Copy out every item below, changing each "bounding box" to "enclosing rectangle" and leaving everything else untouched.

* RECORD EXTRACTS:

=-=-=

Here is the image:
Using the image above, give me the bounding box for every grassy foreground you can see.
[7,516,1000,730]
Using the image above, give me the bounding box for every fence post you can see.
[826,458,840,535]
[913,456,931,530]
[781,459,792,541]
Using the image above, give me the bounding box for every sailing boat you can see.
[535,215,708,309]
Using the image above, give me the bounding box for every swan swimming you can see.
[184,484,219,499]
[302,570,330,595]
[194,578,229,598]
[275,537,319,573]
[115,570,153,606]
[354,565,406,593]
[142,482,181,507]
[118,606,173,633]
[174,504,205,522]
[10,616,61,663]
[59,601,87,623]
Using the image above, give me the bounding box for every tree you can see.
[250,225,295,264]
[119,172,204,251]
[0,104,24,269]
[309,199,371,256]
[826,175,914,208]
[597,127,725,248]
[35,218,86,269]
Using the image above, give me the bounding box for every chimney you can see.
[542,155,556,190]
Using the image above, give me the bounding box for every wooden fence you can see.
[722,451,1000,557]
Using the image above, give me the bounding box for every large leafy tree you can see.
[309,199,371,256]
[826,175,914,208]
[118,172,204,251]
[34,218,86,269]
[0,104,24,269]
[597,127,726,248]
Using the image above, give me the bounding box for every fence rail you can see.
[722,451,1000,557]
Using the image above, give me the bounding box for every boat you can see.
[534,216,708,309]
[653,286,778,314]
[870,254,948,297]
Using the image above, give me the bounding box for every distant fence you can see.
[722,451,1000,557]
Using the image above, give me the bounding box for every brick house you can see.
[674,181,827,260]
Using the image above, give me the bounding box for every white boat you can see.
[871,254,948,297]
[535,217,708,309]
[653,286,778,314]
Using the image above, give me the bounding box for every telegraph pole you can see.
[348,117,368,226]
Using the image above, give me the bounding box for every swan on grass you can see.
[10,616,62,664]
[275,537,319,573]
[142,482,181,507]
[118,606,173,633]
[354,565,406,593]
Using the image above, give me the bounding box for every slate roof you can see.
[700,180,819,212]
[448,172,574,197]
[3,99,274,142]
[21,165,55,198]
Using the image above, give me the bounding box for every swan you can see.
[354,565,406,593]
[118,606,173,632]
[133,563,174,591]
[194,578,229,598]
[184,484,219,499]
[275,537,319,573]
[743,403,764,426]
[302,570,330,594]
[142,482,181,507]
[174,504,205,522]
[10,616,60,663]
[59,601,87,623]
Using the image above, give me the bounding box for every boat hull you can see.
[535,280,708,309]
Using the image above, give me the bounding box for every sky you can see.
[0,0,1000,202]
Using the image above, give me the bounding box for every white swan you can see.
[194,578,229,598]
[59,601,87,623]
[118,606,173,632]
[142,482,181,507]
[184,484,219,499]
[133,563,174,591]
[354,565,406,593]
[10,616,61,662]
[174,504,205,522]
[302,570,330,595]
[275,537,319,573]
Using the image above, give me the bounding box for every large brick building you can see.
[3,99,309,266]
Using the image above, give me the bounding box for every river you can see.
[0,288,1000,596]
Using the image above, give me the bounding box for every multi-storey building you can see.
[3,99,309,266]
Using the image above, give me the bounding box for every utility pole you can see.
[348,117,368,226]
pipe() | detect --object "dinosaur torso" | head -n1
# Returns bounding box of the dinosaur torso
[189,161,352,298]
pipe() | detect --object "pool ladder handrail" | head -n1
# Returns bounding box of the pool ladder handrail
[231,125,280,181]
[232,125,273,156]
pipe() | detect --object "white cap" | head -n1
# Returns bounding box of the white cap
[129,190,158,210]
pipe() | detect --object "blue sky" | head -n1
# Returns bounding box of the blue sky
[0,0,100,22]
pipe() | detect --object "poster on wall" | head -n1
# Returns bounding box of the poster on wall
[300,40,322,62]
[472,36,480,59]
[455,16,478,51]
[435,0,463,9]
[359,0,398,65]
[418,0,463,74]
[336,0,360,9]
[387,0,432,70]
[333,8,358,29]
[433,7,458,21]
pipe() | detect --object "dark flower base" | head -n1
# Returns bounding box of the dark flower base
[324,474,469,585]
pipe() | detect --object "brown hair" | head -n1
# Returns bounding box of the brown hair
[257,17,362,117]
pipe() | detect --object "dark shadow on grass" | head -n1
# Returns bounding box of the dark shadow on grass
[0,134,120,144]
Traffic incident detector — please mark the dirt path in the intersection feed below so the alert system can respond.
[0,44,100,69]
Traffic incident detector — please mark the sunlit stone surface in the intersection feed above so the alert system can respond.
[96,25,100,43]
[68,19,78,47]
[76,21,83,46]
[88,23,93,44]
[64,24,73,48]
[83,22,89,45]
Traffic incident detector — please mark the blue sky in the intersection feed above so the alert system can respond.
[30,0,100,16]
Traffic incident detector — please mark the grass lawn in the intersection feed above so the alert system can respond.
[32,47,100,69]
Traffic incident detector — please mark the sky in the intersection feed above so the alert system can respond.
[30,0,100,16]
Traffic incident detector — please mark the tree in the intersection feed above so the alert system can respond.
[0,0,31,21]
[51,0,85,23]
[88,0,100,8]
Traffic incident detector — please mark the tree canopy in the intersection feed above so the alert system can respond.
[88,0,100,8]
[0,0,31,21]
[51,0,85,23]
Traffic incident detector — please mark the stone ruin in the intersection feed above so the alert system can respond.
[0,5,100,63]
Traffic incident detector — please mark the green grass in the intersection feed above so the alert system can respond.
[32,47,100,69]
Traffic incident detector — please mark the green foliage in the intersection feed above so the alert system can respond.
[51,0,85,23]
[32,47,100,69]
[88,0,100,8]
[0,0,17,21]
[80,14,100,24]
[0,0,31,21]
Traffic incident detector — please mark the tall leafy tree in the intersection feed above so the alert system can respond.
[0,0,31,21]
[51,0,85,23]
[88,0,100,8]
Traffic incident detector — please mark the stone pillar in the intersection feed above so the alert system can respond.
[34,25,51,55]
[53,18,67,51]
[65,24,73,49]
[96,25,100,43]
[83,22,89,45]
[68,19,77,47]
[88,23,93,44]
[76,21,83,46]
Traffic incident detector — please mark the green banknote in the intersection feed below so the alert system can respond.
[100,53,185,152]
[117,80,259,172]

=-=-=

* ANSWER FOR THE TASK:
Here is the image:
Using the image above, give me the enclosing rectangle for every grassy foreground you can see.
[7,516,1000,730]
Using the image above, give me the enclosing rectangle for every fence post you can see.
[826,458,840,535]
[913,456,931,530]
[781,459,792,541]
Using the image above, give me the enclosing rectangle for every sailing boat you can see.
[535,215,708,309]
Using the image above, give me the enclosing rectangle for every swan swimming you can see.
[184,484,219,499]
[302,570,330,595]
[194,578,229,598]
[275,537,319,573]
[115,570,153,606]
[354,565,406,593]
[142,482,181,507]
[118,606,173,633]
[174,504,205,522]
[10,616,61,663]
[59,601,87,623]
Using the image above, give me the enclosing rectangle for every tree you can see.
[250,225,295,264]
[119,172,204,251]
[0,104,24,269]
[309,199,371,256]
[826,175,914,208]
[597,127,725,248]
[35,218,86,269]
Using the image above, give me the enclosing rectangle for every chimney you can see.
[542,155,556,190]
Using the image above, give me the enclosing rectangle for every wooden fence you can see.
[722,451,1000,557]
Using the image above, give me the enclosing rectangle for every large leafy tree you can see.
[309,199,371,256]
[826,175,914,208]
[118,172,204,251]
[34,218,86,269]
[0,104,24,269]
[597,127,726,248]
Using the image above, give me the enclosing rectangle for every fence rail you can see.
[722,451,1000,557]
Using the image above, give me the enclosing rectangle for every boat you can see.
[534,216,708,309]
[653,286,778,314]
[870,254,948,297]
Using the image above, give me the enclosing rectangle for every distant fence you can see.
[722,451,1000,557]
Using the image above, give me the enclosing rectangle for every brick house you can see.
[674,181,827,260]
Using the image above, give me the enclosing rectangle for every white boat you can see.
[871,254,948,297]
[535,217,708,309]
[653,286,778,314]
Using the image above, give me the enclosing rectangle for every telegraph pole you can see.
[348,117,368,226]
Using the image above, give me the enclosing rectangle for every swan on grass you can see.
[10,616,62,664]
[275,537,319,573]
[142,482,181,507]
[118,606,173,633]
[354,565,406,593]
Using the image above, give me the enclosing rectangle for every slate roof you can see.
[700,180,819,212]
[448,172,574,197]
[3,99,274,142]
[21,165,55,198]
Using the image above, give me the enclosing rectangle for every swan you can see.
[354,565,406,593]
[118,606,173,632]
[133,563,174,591]
[194,578,229,598]
[184,484,219,499]
[275,537,319,573]
[743,403,764,426]
[302,570,330,594]
[142,482,181,507]
[174,504,205,522]
[10,616,60,663]
[59,601,87,623]
Using the image above, give me the enclosing rectangle for every boat hull you can see.
[535,280,708,309]
Using the image above, give me the enclosing rectangle for every sky you can see.
[0,0,1000,202]
Using the image above, give me the enclosing rectangle for every white swan you can see.
[194,578,229,598]
[59,601,87,623]
[118,606,173,632]
[142,482,181,507]
[184,484,219,499]
[133,563,174,591]
[354,565,406,593]
[10,616,61,662]
[174,504,205,522]
[302,570,330,595]
[275,537,319,573]
Using the image above, give me the enclosing rectangle for every large brick building you can see.
[3,99,309,266]
Using the image above, give me the enclosing rectangle for every river you can see.
[0,288,1000,596]
Using the image above, give me the enclosing rectangle for every multi-storey building you can see.
[3,99,309,266]
Using the image above, give me the enclosing rectangle for every utility pole you can see.
[348,117,368,226]
pipe() | detect --object "dinosaur torso" | head -n1
# Returns enclosing rectangle of the dinosaur torso
[189,161,352,298]
pipe() | detect --object "pool ladder handrail" | head -n1
# Returns enclosing rectangle of the pool ladder handrail
[231,125,280,181]
[232,125,273,156]
pipe() | detect --object "white cap" | head -n1
# Returns enclosing rectangle of the white cap
[129,190,158,210]
pipe() | detect --object "blue sky" | head -n1
# Returns enclosing rectangle of the blue sky
[0,0,100,22]
pipe() | detect --object "poster on wall" | head -n1
# Returns enclosing rectangle of the poster on wall
[300,40,322,62]
[472,36,480,59]
[455,16,478,51]
[435,0,463,9]
[359,0,398,65]
[418,0,463,74]
[336,0,360,9]
[387,0,432,70]
[333,8,358,29]
[433,7,458,21]
pipe() | detect --object "dark flower base" | head -n1
# Returns enclosing rectangle of the dark flower base
[324,474,469,585]
pipe() | detect --object "brown hair" | head -n1
# Returns enclosing rectangle of the brown hair
[257,17,362,117]
pipe() | detect --object "dark shadow on grass" | head -n1
# Returns enclosing rectangle of the dark shadow on grass
[0,134,120,144]
Traffic incident detector — please mark the dirt path in the intersection feed below so the alert system can respond.
[0,44,100,69]
Traffic incident detector — please mark the sunlit stone surface in the intersection feed above so the alert system can respond.
[96,25,100,43]
[68,19,78,47]
[76,21,83,46]
[88,23,93,44]
[64,24,73,48]
[83,22,89,45]
Traffic incident detector — please mark the blue sky in the intersection feed above so the alert system can respond.
[30,0,100,16]
Traffic incident detector — please mark the grass lawn in the intersection feed above so the alert system can respond.
[32,47,100,69]
Traffic incident detector — please mark the sky in the intersection feed above so the alert system can respond.
[30,0,100,16]
Traffic incident detector — please mark the tree in the intersection feed above so the alert system can respond.
[0,0,31,21]
[51,0,85,23]
[88,0,100,8]
Traffic incident detector — please mark the tree canopy in the intersection feed above so the alert system can respond.
[88,0,100,8]
[0,0,31,21]
[51,0,85,23]
Traffic incident detector — please mark the stone ruin in the intersection feed above so the alert system can respond.
[0,5,100,63]
Traffic incident detector — please mark the green grass in the intersection feed above so the alert system can respond.
[32,47,100,69]
Traffic incident detector — please mark the green foliage in the intersection feed above so the alert system can respond.
[51,0,85,23]
[32,47,100,69]
[88,0,100,8]
[0,0,17,21]
[80,14,100,24]
[0,0,31,21]
Traffic incident detector — please mark the tall leafy tree in the intersection feed above so the alert system can respond.
[0,0,31,21]
[51,0,85,23]
[88,0,100,8]
Traffic incident detector — please mark the stone pillar in the intersection feed above so the alert system can respond.
[34,25,51,55]
[53,18,67,51]
[65,24,73,49]
[96,25,100,43]
[83,22,89,45]
[68,19,77,47]
[88,23,93,44]
[76,21,83,46]
Traffic incident detector — please mark the green banknote in the intersection feed below so the alert system can respond.
[100,53,185,152]
[117,80,259,172]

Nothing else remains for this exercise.